Render every one of the rows below as a two-column CSV with the header instruction,points and one line per row. Put each row's text and its answer in separate quoted fields, with line breaks replaced by spaces.

▸ **DATA ENTRIES**:
───
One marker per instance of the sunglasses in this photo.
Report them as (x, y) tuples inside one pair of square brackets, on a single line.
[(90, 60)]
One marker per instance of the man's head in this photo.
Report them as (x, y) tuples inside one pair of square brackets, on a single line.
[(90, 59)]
───
▸ **FINAL RESULT**:
instruction,points
"One marker per instance of the sunglasses in this photo. Report them as (x, y) tuples inside one pair of square brackets, on a single line.","[(90, 60)]"
"One marker per instance of the man's head in this photo. Report them as (x, y) tuples inside one pair of square brackets, on a single line.","[(90, 59)]"